:: Given instruction ::
Change "keypoint" to "marker" everywhere in the lines below and leave everything else as it is. Don't include the pictures in your answer.

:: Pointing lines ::
>>>

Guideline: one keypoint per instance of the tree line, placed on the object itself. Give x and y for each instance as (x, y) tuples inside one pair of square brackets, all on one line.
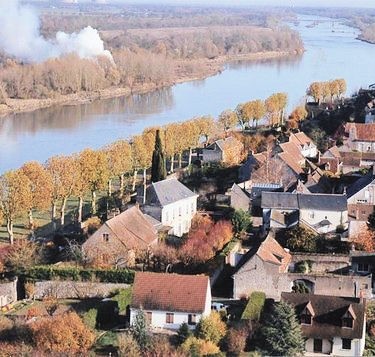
[(139, 60), (323, 91)]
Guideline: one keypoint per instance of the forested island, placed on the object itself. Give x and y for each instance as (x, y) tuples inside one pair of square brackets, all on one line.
[(148, 51)]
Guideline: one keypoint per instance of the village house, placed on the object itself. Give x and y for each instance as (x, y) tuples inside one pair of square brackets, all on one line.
[(171, 203), (324, 213), (331, 325), (270, 268), (361, 137), (169, 300), (264, 268), (331, 159), (227, 151), (118, 240)]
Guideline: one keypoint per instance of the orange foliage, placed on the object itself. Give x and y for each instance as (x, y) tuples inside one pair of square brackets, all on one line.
[(365, 241), (64, 333), (205, 239)]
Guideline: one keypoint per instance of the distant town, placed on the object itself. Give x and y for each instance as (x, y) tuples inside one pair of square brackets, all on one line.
[(247, 234)]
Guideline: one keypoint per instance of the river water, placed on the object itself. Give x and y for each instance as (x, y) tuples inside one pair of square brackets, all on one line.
[(331, 52)]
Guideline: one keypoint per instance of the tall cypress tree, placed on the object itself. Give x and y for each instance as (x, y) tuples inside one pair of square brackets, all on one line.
[(281, 334), (158, 170)]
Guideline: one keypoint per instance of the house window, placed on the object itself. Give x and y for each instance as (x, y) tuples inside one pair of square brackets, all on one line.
[(318, 345), (306, 318), (347, 322), (346, 344), (192, 319), (363, 267), (148, 317), (106, 237), (169, 318)]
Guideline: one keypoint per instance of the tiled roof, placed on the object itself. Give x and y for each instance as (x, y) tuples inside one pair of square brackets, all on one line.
[(282, 200), (132, 228), (228, 143), (269, 251), (170, 292), (300, 138), (363, 132), (328, 312), (168, 191), (313, 201), (361, 184)]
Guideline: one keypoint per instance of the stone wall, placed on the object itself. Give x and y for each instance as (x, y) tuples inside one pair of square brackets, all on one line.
[(8, 292), (75, 289), (336, 285), (321, 263)]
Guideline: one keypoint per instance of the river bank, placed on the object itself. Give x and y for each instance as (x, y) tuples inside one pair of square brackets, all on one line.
[(207, 68)]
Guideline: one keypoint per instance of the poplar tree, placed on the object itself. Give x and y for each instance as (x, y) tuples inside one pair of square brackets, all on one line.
[(281, 332), (158, 170)]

<<<

:: Response ::
Guideline: one marker per instance of the tree line, placed on the object itself. Give x and y for each instance as (x, y) tuples inside one pair of square brackets, all on one line.
[(139, 60), (323, 91)]
Guideline: one marker per instance of the forested island, placed on the object itself. Give x and y for each instance as (x, y) tuples inside one pair of square brackets, all on one line.
[(148, 51)]
Guideline: one marker per instance of the village house, placed on the object itself. Give x and y for each instance as (x, y) tuples inside one pair of square brackets, all on one line.
[(171, 203), (324, 213), (331, 325), (270, 268), (361, 137), (169, 300), (264, 268), (331, 159), (227, 151), (118, 240)]
Guideline: one marker per instance of the orange foliage, placed on the object itself. Give x and y for each instance as (x, y) tuples inside one pair of square brackets, all on one line.
[(365, 241), (64, 333), (205, 239)]
Guideline: one marker per instance of the distant town, placed on the object itself. Give x and y for each instance as (x, y) tuples inside one pair of square brackets, all on one line.
[(247, 234)]
Guideline: one marker per instance of the river water, placed on the object itself. Give x and y for each instance as (x, y) tuples inside one pair of square brackets, all on one line.
[(331, 52)]
Guideline: one marker per instance of the tall cypress tree, placed on the object itself. Give x and y for each instance as (x, y) tuples inside one pair of square brackets, all on one line.
[(281, 334), (158, 170)]
Guideline: one marker per instance of the house window, placed on the object itself. Give x and y for each instance as (x, y) tuples inside one pair of square brackets, all on one line.
[(318, 345), (306, 318), (347, 322), (346, 344), (192, 319), (363, 267), (148, 317), (106, 237), (169, 318)]
Guideline: one marker per instance of the tiled roof, placed on the object itself. Give x and y for each instance as (x, y) tuples inside one pair of square brackets, all on one line.
[(282, 200), (132, 228), (228, 143), (269, 251), (170, 292), (300, 138), (363, 132), (328, 312), (168, 191), (313, 201), (361, 184)]
Guideline: one marker per instance of the stone wall, placed on the object itself. Give x and y for each instance as (x, y) tuples inside one pair of square brackets, all on one line.
[(8, 292), (75, 289), (336, 285), (321, 263)]
Guideline: one marker per instance of the river bank, placed on the object itself. Give x and y for each instance as (x, y) tuples inside one pair of square brackets, all on one line.
[(207, 68)]
Guideline: one marker per instance of the poplar tree, placed on the object itself. Give x and y for each instance as (x, y) tuples inside one pair of square brackets, all on one line.
[(281, 332), (158, 170)]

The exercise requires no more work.